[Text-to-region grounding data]
--- START ---

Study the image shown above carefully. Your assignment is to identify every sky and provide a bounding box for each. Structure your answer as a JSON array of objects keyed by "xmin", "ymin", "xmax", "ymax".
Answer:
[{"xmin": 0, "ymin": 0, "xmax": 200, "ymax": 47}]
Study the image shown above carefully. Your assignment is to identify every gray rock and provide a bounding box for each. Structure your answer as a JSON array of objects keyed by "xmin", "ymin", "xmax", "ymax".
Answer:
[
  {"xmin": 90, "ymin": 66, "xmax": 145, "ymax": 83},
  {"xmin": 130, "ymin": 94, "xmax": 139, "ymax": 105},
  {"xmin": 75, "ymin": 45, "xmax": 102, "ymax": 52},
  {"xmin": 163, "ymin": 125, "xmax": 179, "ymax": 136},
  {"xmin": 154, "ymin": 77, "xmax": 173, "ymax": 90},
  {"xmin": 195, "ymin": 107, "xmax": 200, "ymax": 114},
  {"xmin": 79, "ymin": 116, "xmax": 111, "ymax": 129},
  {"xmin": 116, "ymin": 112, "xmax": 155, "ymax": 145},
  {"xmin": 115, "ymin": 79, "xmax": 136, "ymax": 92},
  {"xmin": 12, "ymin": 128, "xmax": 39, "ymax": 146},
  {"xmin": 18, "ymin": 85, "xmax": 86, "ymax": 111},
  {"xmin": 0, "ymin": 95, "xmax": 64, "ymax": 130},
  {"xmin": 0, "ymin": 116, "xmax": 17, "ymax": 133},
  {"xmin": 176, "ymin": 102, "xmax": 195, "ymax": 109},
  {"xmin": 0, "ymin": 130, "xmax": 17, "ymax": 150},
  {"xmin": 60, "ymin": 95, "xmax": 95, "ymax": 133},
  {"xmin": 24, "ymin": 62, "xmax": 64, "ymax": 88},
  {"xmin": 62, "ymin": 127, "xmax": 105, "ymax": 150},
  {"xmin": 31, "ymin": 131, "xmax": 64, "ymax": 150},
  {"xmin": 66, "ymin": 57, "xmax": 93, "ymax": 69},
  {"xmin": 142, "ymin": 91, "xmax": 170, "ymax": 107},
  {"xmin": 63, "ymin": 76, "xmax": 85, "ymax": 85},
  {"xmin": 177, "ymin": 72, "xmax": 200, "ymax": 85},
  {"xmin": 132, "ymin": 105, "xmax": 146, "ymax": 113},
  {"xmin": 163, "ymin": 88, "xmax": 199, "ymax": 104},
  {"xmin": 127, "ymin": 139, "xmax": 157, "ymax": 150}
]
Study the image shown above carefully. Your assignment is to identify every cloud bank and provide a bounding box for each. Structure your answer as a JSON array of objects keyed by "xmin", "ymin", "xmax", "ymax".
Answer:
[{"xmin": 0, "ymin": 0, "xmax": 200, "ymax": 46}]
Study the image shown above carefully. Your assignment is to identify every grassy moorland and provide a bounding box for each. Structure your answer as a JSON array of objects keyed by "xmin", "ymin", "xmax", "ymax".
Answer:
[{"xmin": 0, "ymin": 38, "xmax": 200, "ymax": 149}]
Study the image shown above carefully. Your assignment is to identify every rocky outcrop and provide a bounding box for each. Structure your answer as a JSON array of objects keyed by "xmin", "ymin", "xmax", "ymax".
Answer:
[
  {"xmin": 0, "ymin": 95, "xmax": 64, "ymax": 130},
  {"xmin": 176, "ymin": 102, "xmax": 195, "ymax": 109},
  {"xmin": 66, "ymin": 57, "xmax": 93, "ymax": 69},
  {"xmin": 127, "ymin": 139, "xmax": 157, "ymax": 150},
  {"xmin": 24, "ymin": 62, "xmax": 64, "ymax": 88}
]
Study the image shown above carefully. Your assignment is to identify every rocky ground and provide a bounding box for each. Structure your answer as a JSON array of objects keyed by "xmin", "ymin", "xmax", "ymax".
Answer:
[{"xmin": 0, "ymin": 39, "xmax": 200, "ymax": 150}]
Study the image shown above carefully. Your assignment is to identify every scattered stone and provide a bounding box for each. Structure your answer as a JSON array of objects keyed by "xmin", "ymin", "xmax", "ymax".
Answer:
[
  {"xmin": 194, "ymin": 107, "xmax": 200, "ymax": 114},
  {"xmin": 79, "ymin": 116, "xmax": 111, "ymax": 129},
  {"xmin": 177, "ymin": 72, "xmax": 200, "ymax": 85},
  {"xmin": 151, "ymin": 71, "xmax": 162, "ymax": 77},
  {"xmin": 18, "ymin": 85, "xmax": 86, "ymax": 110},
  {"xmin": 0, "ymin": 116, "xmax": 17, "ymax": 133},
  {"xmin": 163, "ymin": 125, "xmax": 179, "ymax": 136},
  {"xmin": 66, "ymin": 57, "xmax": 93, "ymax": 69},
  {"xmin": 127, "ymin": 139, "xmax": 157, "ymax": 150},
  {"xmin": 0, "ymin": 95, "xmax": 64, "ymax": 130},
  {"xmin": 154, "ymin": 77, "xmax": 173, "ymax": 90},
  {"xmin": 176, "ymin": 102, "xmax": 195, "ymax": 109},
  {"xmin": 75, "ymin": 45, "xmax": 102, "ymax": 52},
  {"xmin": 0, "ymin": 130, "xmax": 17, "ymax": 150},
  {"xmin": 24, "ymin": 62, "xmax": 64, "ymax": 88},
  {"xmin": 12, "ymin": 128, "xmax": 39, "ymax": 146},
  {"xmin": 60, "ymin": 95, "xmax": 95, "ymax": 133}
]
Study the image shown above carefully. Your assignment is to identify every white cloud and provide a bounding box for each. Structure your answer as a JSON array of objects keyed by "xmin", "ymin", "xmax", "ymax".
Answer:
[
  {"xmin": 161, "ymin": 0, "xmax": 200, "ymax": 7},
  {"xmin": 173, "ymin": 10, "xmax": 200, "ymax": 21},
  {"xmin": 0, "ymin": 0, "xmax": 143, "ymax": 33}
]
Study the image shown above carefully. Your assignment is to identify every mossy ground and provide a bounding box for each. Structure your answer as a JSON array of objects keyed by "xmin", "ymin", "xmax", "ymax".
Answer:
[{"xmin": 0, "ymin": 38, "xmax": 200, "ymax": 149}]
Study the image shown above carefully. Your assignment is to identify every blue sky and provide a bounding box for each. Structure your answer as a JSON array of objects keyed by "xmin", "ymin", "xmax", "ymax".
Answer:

--- END ---

**What needs to be done:** The answer is a portion of the data. Write out exactly the line with "identify every blue" and all lines after it.

**Your solution:**
Study the image shown above carefully. Your assignment is to identify every blue sky and provide a bounding box for each. Structure your answer as a JSON array of objects keyed by "xmin", "ymin", "xmax", "ymax".
Answer:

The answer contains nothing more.